> Problem statement
Retype each entry. Leave nothing out.

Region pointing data
>>>
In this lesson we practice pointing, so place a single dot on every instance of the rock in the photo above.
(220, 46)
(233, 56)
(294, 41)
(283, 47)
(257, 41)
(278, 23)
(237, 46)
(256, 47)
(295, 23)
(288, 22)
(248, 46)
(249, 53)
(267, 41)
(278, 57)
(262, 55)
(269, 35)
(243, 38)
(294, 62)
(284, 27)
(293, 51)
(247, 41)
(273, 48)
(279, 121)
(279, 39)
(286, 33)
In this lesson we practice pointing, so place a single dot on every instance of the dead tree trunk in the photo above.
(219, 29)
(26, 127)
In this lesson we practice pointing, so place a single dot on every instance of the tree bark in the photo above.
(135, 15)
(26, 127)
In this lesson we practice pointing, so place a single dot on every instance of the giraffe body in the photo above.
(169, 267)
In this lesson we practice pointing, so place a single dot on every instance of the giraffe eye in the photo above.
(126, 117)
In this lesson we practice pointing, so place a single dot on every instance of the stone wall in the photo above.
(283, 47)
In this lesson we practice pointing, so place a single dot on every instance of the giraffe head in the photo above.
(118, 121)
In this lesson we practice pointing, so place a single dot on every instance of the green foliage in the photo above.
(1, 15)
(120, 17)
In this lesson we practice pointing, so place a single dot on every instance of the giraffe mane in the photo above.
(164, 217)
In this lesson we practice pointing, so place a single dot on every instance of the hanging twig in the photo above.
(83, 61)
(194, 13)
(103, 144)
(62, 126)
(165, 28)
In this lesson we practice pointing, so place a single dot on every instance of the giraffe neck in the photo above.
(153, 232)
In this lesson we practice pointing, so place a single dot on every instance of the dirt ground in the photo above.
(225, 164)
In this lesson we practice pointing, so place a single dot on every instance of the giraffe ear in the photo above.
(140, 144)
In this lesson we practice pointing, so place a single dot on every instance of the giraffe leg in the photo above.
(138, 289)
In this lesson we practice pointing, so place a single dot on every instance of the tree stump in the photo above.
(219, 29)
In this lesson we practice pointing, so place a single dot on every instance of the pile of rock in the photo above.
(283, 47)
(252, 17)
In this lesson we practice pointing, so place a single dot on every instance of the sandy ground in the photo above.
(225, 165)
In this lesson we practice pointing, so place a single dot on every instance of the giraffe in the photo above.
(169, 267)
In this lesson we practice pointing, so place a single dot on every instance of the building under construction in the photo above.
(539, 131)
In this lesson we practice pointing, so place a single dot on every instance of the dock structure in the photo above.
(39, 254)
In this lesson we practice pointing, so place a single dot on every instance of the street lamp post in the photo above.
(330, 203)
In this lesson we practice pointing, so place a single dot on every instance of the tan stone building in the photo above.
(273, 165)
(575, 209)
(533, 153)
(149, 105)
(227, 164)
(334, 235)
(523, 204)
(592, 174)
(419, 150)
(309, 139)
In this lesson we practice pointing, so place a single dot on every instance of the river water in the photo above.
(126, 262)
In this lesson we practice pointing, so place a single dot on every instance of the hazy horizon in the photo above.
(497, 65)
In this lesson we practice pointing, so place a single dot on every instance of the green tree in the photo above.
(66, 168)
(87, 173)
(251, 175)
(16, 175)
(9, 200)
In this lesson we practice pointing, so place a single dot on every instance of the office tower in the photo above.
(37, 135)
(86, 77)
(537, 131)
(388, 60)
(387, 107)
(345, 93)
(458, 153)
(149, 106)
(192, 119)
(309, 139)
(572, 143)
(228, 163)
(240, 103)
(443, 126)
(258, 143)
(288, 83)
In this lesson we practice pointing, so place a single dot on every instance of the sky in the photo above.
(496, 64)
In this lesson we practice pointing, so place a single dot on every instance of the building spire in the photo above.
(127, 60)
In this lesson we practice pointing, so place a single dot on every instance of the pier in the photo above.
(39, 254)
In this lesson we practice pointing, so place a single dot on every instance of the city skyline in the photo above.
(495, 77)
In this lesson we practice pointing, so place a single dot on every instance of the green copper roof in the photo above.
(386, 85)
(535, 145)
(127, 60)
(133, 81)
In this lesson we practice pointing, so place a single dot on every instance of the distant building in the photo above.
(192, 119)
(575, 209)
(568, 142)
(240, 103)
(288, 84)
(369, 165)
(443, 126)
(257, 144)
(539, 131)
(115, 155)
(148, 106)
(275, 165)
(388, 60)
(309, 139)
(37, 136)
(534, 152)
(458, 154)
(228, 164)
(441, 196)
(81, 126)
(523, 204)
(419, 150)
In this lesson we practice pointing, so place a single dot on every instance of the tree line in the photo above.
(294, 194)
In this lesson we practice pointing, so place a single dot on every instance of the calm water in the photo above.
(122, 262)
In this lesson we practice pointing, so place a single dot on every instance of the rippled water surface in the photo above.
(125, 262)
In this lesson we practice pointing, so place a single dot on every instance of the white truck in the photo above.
<<<
> Answer section
In this lesson we practice pointing, so place a single dot on every instance of the rock in the photo above.
(220, 46)
(233, 56)
(294, 41)
(283, 47)
(257, 41)
(278, 23)
(237, 46)
(256, 47)
(295, 23)
(288, 22)
(248, 46)
(249, 53)
(267, 41)
(278, 57)
(262, 55)
(269, 35)
(243, 38)
(294, 62)
(284, 27)
(293, 51)
(247, 41)
(273, 48)
(279, 121)
(279, 39)
(286, 33)
In this lesson we practice pointing, so place a single dot on every instance of the dead tree trunk in the photo above.
(219, 29)
(26, 127)
In this lesson we practice pointing, so place a single dot on every instance of the tree bark in the photo above.
(135, 15)
(26, 127)
In this lesson we practice pointing, so place a single dot on every instance of the giraffe body in the photo above.
(169, 267)
In this lesson we practice pointing, so place a single dot on every instance of the giraffe eye in the photo above.
(126, 117)
In this lesson we practice pointing, so place a single dot on every instance of the stone wall in the photo above.
(283, 47)
In this lesson we practice pointing, so place a single dot on every instance of the giraffe head in the photo above.
(118, 121)
In this lesson we practice pointing, so place a single dot on every instance of the green foliage in the photo above.
(1, 15)
(120, 17)
In this lesson we practice pointing, so place a single dot on every instance of the giraffe mane in the photo above.
(164, 217)
In this lesson we practice pointing, so place a single dot on every instance of the hanging twig in the photo above.
(83, 61)
(194, 13)
(103, 144)
(62, 126)
(165, 28)
In this lesson we practice pointing, so place a single dot on every instance of the giraffe neck in the photo above.
(153, 232)
In this lesson we practice pointing, so place a single dot on every instance of the dirt ground in the photo above.
(225, 164)
In this lesson we practice pointing, so place a single dot on every instance of the giraffe ear in the photo above.
(140, 144)
In this lesson we practice pointing, so place a single dot on every instance of the giraffe leg in the photo above.
(138, 289)
In this lesson we practice pointing, so place a single dot on every instance of the tree stump in the photo above.
(219, 29)
In this lesson we practice pointing, so place a single dot on every instance of the pile of rock in the photo above.
(283, 47)
(252, 17)
In this lesson we practice pointing, so place a single dot on every instance of the sandy ground in the photo above.
(225, 165)
In this lesson we practice pointing, so place a single dot on every instance of the giraffe in the photo above.
(169, 267)
In this lesson we practice pointing, so place a single dot on every instance of the building under construction in the photo above.
(539, 131)
In this lesson we practice pointing, so place a single dot on every instance of the dock structure in the photo above.
(39, 254)
In this lesson we practice pointing, so place a single dot on every instance of the street lamp post in the photo above.
(330, 203)
In this lesson we practice pointing, so place a single dot on every instance of the tan stone building in the photo above.
(273, 165)
(575, 209)
(533, 153)
(149, 105)
(227, 164)
(334, 235)
(523, 204)
(592, 174)
(419, 150)
(309, 139)
In this lesson we practice pointing, so place a single dot on every instance of the river water in the photo above.
(126, 262)
In this lesson we practice pointing, so place a single dot on every instance of the hazy horizon in the photo above.
(497, 65)
In this lesson we practice pointing, so place a single dot on every instance of the green tree in the photo above.
(66, 168)
(87, 173)
(251, 175)
(16, 175)
(9, 200)
In this lesson we practice pointing, so place a single dot on every instance of the office tower in the photo above.
(37, 135)
(86, 77)
(537, 131)
(388, 60)
(387, 107)
(345, 93)
(458, 153)
(149, 106)
(192, 119)
(309, 139)
(572, 143)
(228, 163)
(240, 103)
(443, 126)
(258, 143)
(288, 83)
In this lesson we practice pointing, so place a single dot on every instance of the sky in the photo above.
(496, 64)
In this lesson we practice pointing, so place a single dot on every instance of the building spire in the photo above.
(127, 60)
In this lesson we practice pointing, so place a single dot on every instance of the pier in the photo above.
(39, 254)
In this lesson we practice pointing, so place a single dot on every instance of the city skyline in the photo above.
(495, 77)
In this lesson we practice pointing, so place a single dot on every instance of the green copper roof in the photo above.
(386, 85)
(535, 145)
(127, 60)
(133, 81)
In this lesson we practice pointing, so place a single dot on every instance of the distant building in the photo above.
(192, 119)
(575, 209)
(568, 142)
(240, 103)
(288, 84)
(369, 165)
(443, 126)
(257, 144)
(539, 131)
(115, 155)
(148, 106)
(275, 165)
(388, 60)
(309, 139)
(37, 136)
(534, 152)
(458, 154)
(228, 164)
(441, 196)
(81, 126)
(523, 204)
(419, 150)
In this lesson we practice pointing, so place a single dot on every instance of the tree line in the photo above.
(294, 194)
In this lesson we practice pointing, so place a single dot on every instance of the calm water in the photo above.
(122, 262)
In this lesson we practice pointing, so place a single dot on every instance of the rippled water surface in the photo above.
(125, 262)
In this lesson we practice pointing, so place a single dot on every instance of the white truck in the photo above.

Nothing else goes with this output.